Prompt:
Write out all the data again, exactly as it stands.

Material for this task:
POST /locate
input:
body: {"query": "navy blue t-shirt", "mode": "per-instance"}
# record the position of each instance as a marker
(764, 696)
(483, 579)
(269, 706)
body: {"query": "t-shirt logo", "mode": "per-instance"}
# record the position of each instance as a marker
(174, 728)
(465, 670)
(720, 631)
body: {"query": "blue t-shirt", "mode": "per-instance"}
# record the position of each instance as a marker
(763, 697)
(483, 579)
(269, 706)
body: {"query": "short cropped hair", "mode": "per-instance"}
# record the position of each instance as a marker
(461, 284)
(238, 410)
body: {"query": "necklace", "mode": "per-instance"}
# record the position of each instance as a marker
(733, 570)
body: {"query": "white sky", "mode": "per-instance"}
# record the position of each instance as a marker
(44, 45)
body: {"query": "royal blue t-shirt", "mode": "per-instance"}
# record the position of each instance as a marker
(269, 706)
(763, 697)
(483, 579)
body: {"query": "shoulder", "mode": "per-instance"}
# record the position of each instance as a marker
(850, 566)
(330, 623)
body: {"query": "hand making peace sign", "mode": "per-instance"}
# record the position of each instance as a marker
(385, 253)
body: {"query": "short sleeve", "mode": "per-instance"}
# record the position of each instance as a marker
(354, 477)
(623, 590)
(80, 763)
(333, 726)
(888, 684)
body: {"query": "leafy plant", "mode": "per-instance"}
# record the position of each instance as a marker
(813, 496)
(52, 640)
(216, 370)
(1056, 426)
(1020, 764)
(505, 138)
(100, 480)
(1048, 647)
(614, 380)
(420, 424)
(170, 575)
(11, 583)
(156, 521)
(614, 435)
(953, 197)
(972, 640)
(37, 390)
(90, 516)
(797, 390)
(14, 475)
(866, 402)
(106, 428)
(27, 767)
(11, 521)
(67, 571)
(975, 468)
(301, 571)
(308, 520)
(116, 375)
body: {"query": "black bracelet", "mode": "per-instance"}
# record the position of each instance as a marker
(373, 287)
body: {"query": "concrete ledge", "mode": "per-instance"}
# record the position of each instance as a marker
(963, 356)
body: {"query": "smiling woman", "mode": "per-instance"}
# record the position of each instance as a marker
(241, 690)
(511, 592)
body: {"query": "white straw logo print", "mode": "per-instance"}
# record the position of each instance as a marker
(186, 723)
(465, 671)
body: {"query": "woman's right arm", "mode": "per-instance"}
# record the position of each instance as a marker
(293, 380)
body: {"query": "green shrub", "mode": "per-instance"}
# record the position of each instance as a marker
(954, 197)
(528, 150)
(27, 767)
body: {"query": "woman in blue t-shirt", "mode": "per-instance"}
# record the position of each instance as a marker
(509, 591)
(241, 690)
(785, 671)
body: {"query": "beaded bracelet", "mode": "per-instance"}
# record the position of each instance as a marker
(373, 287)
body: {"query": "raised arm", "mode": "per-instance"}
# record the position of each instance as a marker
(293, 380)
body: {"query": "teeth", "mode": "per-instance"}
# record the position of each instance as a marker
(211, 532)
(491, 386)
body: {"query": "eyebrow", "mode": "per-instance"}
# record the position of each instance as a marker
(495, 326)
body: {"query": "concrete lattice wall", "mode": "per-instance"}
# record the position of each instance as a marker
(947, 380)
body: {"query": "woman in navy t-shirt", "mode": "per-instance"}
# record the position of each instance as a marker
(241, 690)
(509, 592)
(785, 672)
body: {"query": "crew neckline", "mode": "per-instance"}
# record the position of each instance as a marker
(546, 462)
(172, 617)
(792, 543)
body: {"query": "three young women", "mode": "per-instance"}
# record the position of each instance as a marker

Task solution:
POST /locate
input:
body: {"query": "navy blue t-shirt", "mode": "per-instance"}
# record the position of each instance as a marker
(764, 696)
(483, 579)
(269, 706)
body: {"query": "t-shirt logo", "mode": "per-instance"}
# record the position of each instance as a marker
(174, 728)
(465, 670)
(720, 631)
body: {"query": "blue t-shirt", "mode": "per-instance"}
# record the position of each instance as a marker
(763, 697)
(483, 579)
(269, 706)
body: {"query": "short cropped hair", "mode": "per-instance"}
# record the position of each instance as a marker
(461, 284)
(238, 410)
body: {"query": "necklace", "mode": "per-instance"}
# record the position of each instance as a marker
(733, 570)
body: {"query": "white sky", "mode": "per-instance"}
# record the position of each instance as a marker
(44, 45)
body: {"query": "royal blue t-shirt", "mode": "per-instance"}
# record the position of each instance as a marker
(269, 706)
(763, 697)
(483, 579)
body: {"query": "shoulder", "mode": "per-instance"}
# record the position of each instance as a marker
(850, 566)
(330, 623)
body: {"query": "hand making peace sign", "mode": "per-instance"}
# record the position of each instance as a marker
(385, 253)
body: {"query": "short sleeve", "mode": "per-instance"}
# record the position of each instance as a marker
(354, 477)
(623, 590)
(80, 763)
(333, 726)
(888, 684)
body: {"query": "leafy plant", "mode": "per-instance"}
# record the position of each instance as a marker
(813, 496)
(52, 640)
(216, 370)
(1056, 426)
(1020, 764)
(505, 138)
(100, 480)
(1048, 647)
(614, 380)
(420, 424)
(170, 575)
(11, 583)
(156, 521)
(614, 435)
(953, 197)
(972, 640)
(37, 390)
(90, 516)
(797, 390)
(14, 475)
(866, 402)
(106, 428)
(27, 767)
(11, 521)
(67, 571)
(975, 468)
(301, 571)
(308, 520)
(116, 375)
body: {"query": "black bracelet", "mode": "per-instance"}
# record the position of each instance as a marker
(373, 287)
body: {"query": "concrete ledge", "mode": "per-instance"}
# record the position of each instance as a marker
(963, 356)
body: {"query": "smiling woman", "mode": "per-instance"}
# record the position of each instance as a marker
(241, 690)
(511, 592)
body: {"query": "white straw logo print", "mode": "per-instance"}
# record the position of each instance as a marker
(186, 723)
(465, 671)
body: {"query": "woman's right arm", "mode": "per-instance"}
# record the position of each instance as a marker
(293, 380)
body: {"query": "green shrub", "mode": "per-instance"}
# record the position of each instance as a marker
(954, 197)
(528, 150)
(27, 767)
body: {"query": "woman in blue t-shirt", "mode": "per-instance"}
# record the position of each instance as a marker
(509, 591)
(241, 690)
(785, 671)
body: {"query": "beaded bracelet", "mode": "per-instance"}
# record the position of each instance as a marker
(373, 287)
body: {"query": "raised arm", "mode": "per-instance"}
# record the position of each instance as a marker
(293, 380)
body: {"query": "teeth", "mode": "per-instance"}
# record the position of each instance as a marker
(211, 532)
(491, 386)
body: {"query": "eyebrow", "mode": "per-instance"}
# record the position of each instance as a marker
(495, 326)
body: {"query": "concrete lattice wall", "mode": "per-instance"}
# record the position of each instance as a marker
(947, 380)
body: {"query": "woman in navy t-shirt", "mode": "per-instance"}
# record the position of each instance as a marker
(241, 690)
(509, 592)
(785, 672)
body: {"query": "crew neckline", "mode": "per-instance"}
# record the position of each instance as a marker
(546, 462)
(172, 617)
(792, 543)
body: {"query": "three young women", "mode": "per-instance"}
# record the position of each instance as a marker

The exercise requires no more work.